Task brief =>
Answer these questions from the review of "Lightyear":
(a) Who voices Izzy?
(b) Which character does Taika Waititi voice?
(c) Which series is Dale Soules, the voice of Darby Steel, identified with?
== Source passage
There’s something resonant — or at least there should be — to the meta-fictional idea of partnering Buzz with the descendants of the people who first loved him, but “Lightyear” mines precious little emotion from pairing its hero with Alisha’s plucky granddaughter, Izzy (Keke Palmer). De facto leader of the Junior Zap Patrol, Izzy has all of Buzz’s eagerness but none of his expertise. She’s a natural enough foil for the legendary Space Ranger (even before her secret fears are exposed), but she and Buzz are both so motivated by saving the day that neither of them really inspire the other to reflect on what that means.

Their surface-level dynamic speaks to the flat emotionality of a movie that’s obsessed with mistakes but unwilling to take chances, and that disconnect only grows more tiresome as it trickles down through the rest of the supporting cast. Successfully building a story around a character as one-dimensional as Buzz would require the most fun and memorable team of sidekicks that Pixar has ever devised, but the motley crew we meet here falls well short of that height.

First up is Taika Waititi as clumsy space cadet Mo Morrison; if his elastic voice is a perfect fit for a kids film like this, his role is too dependent on cheap slapstick to sustain any real interest (anyone old enough to remember seeing “Toy Story” in theaters might pine for a time when Pixar’s bit players weren’t so exhaustingly joke-oriented). Voiced by “Orange Is the New Black” alum Dale Soules, the gruff and diminutive Darby Steel is even less fun despite a vibe that I can only describe as “Vasquez from ‘Aliens’ if she became a soldier due to post-retirement boredom.” Antic, repetitive scenes of Buzz hacking away at killer robots while trying to keep the Junior Zap Patrol alive tend to feel like filler episodes from the inevitable Pixar equivalent of “The Book of Boba Fett,” and “Lightyear” doesn’t do itself any favors by going a bit galaxy-brain when its big bad shows up in the third act. At least relocating the action away from the barren sands of T’Kani Prime allows MacLane to take better advantage of his film’s cutting-edge animation, which effectively splits the difference between a “real” sci-fi serial and the action figures it may have inspired.
====
== Provided information
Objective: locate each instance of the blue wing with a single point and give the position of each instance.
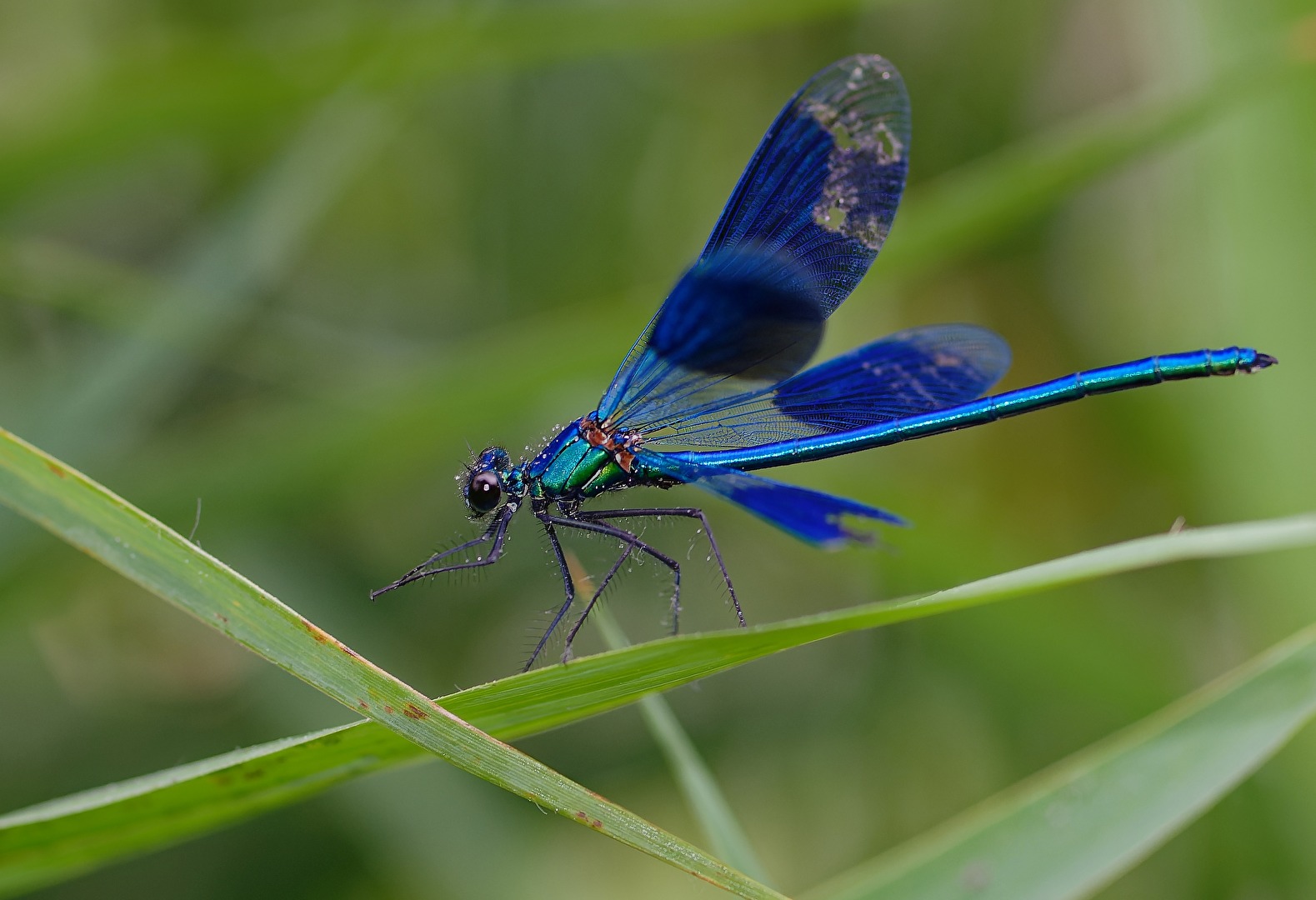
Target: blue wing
(802, 227)
(909, 372)
(808, 515)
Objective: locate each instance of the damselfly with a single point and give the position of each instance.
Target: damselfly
(713, 388)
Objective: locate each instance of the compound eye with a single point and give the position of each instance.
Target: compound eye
(483, 492)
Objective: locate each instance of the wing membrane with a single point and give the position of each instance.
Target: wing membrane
(806, 220)
(909, 372)
(808, 515)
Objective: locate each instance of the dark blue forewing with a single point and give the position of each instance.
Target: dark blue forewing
(738, 322)
(806, 220)
(808, 515)
(824, 184)
(909, 372)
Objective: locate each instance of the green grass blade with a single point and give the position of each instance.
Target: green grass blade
(61, 838)
(703, 795)
(1072, 829)
(129, 541)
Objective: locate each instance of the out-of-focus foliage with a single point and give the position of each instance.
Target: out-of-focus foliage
(293, 262)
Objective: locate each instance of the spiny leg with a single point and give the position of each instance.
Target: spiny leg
(688, 512)
(497, 532)
(568, 586)
(598, 592)
(627, 538)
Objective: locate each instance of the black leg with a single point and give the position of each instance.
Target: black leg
(633, 540)
(568, 586)
(497, 532)
(688, 512)
(598, 592)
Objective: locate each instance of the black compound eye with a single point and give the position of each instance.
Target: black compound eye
(483, 492)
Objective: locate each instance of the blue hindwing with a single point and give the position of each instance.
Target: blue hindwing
(906, 374)
(808, 515)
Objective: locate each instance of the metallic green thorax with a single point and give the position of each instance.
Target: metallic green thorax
(568, 468)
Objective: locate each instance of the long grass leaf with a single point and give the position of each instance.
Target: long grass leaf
(103, 525)
(1072, 829)
(61, 838)
(697, 782)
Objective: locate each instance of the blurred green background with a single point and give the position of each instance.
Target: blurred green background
(293, 262)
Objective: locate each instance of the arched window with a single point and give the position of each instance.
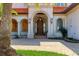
====
Final answer =>
(a) Keke Palmer
(b) Mo Morrison, a clumsy space cadet
(c) "Orange Is the New Black"